▶ [Saved data entries]:
##############################
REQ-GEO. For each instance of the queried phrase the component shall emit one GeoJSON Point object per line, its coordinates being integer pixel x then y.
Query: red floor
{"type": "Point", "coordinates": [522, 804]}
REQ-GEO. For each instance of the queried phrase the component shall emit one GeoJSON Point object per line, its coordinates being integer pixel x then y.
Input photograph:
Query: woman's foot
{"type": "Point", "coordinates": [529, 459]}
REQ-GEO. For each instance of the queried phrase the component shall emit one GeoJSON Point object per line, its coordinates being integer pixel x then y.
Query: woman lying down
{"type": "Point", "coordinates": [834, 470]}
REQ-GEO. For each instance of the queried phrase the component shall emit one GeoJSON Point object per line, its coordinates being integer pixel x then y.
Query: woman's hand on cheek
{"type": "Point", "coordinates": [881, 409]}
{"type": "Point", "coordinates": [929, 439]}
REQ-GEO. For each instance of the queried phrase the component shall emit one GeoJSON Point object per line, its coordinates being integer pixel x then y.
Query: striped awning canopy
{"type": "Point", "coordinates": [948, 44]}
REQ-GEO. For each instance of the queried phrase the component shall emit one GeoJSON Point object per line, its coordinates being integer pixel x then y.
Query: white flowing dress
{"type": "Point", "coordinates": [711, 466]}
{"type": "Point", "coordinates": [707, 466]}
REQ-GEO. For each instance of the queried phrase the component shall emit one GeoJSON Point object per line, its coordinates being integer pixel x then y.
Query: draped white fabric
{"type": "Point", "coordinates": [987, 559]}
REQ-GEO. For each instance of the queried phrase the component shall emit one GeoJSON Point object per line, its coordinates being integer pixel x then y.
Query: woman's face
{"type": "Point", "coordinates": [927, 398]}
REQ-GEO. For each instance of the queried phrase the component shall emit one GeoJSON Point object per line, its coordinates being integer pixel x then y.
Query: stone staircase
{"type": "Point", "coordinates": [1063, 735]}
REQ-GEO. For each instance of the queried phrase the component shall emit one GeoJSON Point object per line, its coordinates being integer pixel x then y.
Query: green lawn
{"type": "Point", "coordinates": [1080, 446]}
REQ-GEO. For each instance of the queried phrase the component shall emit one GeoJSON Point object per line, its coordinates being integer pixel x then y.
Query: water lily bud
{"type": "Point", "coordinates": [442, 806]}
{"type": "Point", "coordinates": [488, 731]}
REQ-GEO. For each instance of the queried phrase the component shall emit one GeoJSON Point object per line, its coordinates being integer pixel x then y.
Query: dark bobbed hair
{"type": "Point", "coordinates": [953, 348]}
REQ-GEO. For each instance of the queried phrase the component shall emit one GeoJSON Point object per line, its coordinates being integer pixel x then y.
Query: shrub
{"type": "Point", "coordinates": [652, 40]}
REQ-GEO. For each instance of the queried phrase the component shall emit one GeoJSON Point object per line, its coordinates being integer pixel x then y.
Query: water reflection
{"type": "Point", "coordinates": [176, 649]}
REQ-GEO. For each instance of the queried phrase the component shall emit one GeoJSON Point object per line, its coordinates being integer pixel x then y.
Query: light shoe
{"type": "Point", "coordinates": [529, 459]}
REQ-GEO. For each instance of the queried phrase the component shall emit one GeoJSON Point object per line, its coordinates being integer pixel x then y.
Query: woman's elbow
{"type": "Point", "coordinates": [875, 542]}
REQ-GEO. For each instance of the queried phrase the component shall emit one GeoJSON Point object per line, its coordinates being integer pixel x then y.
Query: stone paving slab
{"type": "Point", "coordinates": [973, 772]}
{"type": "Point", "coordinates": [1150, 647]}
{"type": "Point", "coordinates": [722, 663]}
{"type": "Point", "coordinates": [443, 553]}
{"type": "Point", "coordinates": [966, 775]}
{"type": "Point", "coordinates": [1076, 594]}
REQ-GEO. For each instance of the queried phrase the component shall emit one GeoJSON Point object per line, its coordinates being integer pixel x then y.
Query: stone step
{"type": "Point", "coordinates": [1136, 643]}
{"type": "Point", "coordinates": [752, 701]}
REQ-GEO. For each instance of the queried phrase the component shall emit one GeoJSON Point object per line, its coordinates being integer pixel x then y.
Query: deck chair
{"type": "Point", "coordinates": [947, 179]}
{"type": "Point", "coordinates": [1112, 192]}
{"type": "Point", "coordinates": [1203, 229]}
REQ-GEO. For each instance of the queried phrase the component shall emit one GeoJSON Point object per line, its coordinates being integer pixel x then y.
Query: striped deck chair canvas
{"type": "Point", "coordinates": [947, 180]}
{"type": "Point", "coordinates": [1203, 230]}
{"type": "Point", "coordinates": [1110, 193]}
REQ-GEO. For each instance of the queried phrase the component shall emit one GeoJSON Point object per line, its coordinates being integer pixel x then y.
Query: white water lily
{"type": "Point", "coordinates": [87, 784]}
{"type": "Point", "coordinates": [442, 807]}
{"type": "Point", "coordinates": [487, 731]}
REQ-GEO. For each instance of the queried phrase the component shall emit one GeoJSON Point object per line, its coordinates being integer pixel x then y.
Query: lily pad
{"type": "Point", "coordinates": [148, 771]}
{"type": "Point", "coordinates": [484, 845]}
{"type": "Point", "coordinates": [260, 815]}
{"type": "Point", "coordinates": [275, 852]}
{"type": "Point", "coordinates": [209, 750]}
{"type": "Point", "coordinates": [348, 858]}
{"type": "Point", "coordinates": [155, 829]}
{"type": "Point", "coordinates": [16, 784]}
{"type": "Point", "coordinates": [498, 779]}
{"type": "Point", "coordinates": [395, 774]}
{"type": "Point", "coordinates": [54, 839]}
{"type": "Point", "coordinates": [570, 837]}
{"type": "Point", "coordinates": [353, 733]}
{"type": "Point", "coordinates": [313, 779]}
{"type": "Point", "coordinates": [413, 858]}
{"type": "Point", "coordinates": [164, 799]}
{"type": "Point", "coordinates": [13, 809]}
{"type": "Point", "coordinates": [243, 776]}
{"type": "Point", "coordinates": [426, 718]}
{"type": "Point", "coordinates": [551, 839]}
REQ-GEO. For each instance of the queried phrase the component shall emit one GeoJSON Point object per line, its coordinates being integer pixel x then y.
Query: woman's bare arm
##############################
▶ [Aim of the task]:
Please output the complete data exactly.

▶ [Answer section]:
REQ-GEO. For each instance of the queried phrase the component shall emit one GeoJSON Point object per line, its coordinates being integer pixel x then y.
Query: red floor
{"type": "Point", "coordinates": [522, 804]}
REQ-GEO. For each instance of the queried phrase the component shall emit one GeoJSON Point object per line, its coordinates being integer pixel x then y.
Input photograph:
Query: woman's foot
{"type": "Point", "coordinates": [529, 459]}
REQ-GEO. For each instance of the queried phrase the component shall emit one GeoJSON Point object per line, its coordinates being integer pixel x then y.
Query: woman lying down
{"type": "Point", "coordinates": [834, 470]}
REQ-GEO. For each instance of the queried phrase the component shall emit one GeoJSON Point object per line, its coordinates being integer pixel x then y.
Query: woman's hand on cheek
{"type": "Point", "coordinates": [881, 409]}
{"type": "Point", "coordinates": [929, 439]}
REQ-GEO. For each instance of the queried phrase the component shall emit one GeoJSON Point object per line, its coordinates being integer pixel x then y.
Query: striped awning canopy
{"type": "Point", "coordinates": [948, 44]}
REQ-GEO. For each instance of the queried phrase the component shall emit one GeoJSON Point object per line, its coordinates being integer pixel x then y.
Query: white flowing dress
{"type": "Point", "coordinates": [711, 466]}
{"type": "Point", "coordinates": [707, 466]}
REQ-GEO. For each instance of the queried phrase the component shall emit one GeoJSON Point object per line, its coordinates being integer pixel x then y.
Query: draped white fabric
{"type": "Point", "coordinates": [987, 559]}
REQ-GEO. For each instance of the queried phrase the component shall emit one GeoJSON Point object per line, its coordinates being integer pixel x then y.
Query: woman's face
{"type": "Point", "coordinates": [927, 398]}
REQ-GEO. For each instance of the queried phrase the component shall emit one GeoJSON Point object per line, its coordinates being integer pixel x then y.
Query: stone staircase
{"type": "Point", "coordinates": [1063, 735]}
REQ-GEO. For each instance of the queried phrase the component shall emit one GeoJSON Point object per line, its coordinates being integer pixel x then y.
Query: green lawn
{"type": "Point", "coordinates": [1080, 446]}
REQ-GEO. For each instance of the queried phrase the component shall emit one GeoJSON Point object per line, its coordinates being integer pixel x then y.
Query: water lily bud
{"type": "Point", "coordinates": [442, 806]}
{"type": "Point", "coordinates": [488, 731]}
REQ-GEO. For each instance of the queried phrase the component shall emit one GeoJSON Point object per line, its coordinates being integer pixel x then y.
Query: dark bobbed hair
{"type": "Point", "coordinates": [953, 348]}
REQ-GEO. For each instance of the queried phrase the component shall emit one GeoJSON Point object per line, its coordinates being integer pixel x then y.
Query: shrub
{"type": "Point", "coordinates": [652, 40]}
REQ-GEO. For each instance of the queried phrase the component shall emit one GeoJSON Point object per line, its coordinates being integer pixel x then y.
Query: water reflection
{"type": "Point", "coordinates": [176, 649]}
REQ-GEO. For each instance of the queried phrase the component shall emit one GeoJSON Point object per line, its coordinates being integer pixel x then y.
Query: light shoe
{"type": "Point", "coordinates": [529, 459]}
REQ-GEO. For each instance of the queried phrase the component shall emit one GeoJSON Point object per line, its coordinates being integer pixel x then y.
Query: woman's elbow
{"type": "Point", "coordinates": [875, 542]}
REQ-GEO. For each instance of the queried phrase the component shall emit one GeoJSON Point object per line, its coordinates being integer pixel x then y.
Query: stone paving slab
{"type": "Point", "coordinates": [973, 772]}
{"type": "Point", "coordinates": [1150, 647]}
{"type": "Point", "coordinates": [722, 663]}
{"type": "Point", "coordinates": [443, 553]}
{"type": "Point", "coordinates": [966, 775]}
{"type": "Point", "coordinates": [1076, 594]}
REQ-GEO. For each instance of the queried phrase the component shall emit one GeoJSON Point object per line, its coordinates being integer pixel x then y.
Query: stone step
{"type": "Point", "coordinates": [1136, 643]}
{"type": "Point", "coordinates": [752, 701]}
REQ-GEO. For each instance of the queried phrase the component shall emit one GeoJSON Point object per line, its coordinates being integer pixel x then y.
Query: deck chair
{"type": "Point", "coordinates": [947, 179]}
{"type": "Point", "coordinates": [1112, 192]}
{"type": "Point", "coordinates": [1203, 229]}
REQ-GEO. For each instance of the queried phrase the component shall emit one GeoJSON Point object per line, its coordinates being integer pixel x then y.
Query: striped deck chair canvas
{"type": "Point", "coordinates": [947, 180]}
{"type": "Point", "coordinates": [1203, 230]}
{"type": "Point", "coordinates": [1110, 193]}
REQ-GEO. For each instance of the queried phrase the component shall emit one GeoJSON Point object per line, its coordinates being integer pixel x then y.
Query: white water lily
{"type": "Point", "coordinates": [87, 784]}
{"type": "Point", "coordinates": [442, 807]}
{"type": "Point", "coordinates": [487, 731]}
REQ-GEO. For each instance of the queried phrase the component shall emit one GeoJSON Point object per line, its coordinates being integer pixel x then y.
Query: lily pad
{"type": "Point", "coordinates": [148, 771]}
{"type": "Point", "coordinates": [484, 845]}
{"type": "Point", "coordinates": [260, 815]}
{"type": "Point", "coordinates": [275, 852]}
{"type": "Point", "coordinates": [209, 750]}
{"type": "Point", "coordinates": [348, 858]}
{"type": "Point", "coordinates": [155, 829]}
{"type": "Point", "coordinates": [16, 784]}
{"type": "Point", "coordinates": [498, 779]}
{"type": "Point", "coordinates": [395, 774]}
{"type": "Point", "coordinates": [54, 839]}
{"type": "Point", "coordinates": [570, 837]}
{"type": "Point", "coordinates": [353, 733]}
{"type": "Point", "coordinates": [313, 779]}
{"type": "Point", "coordinates": [413, 858]}
{"type": "Point", "coordinates": [164, 799]}
{"type": "Point", "coordinates": [13, 809]}
{"type": "Point", "coordinates": [243, 776]}
{"type": "Point", "coordinates": [426, 718]}
{"type": "Point", "coordinates": [551, 839]}
REQ-GEO. For each instance of the queried phrase the component shall emit one GeoJSON Point object per line, its coordinates being integer pixel x then y.
Query: woman's bare arm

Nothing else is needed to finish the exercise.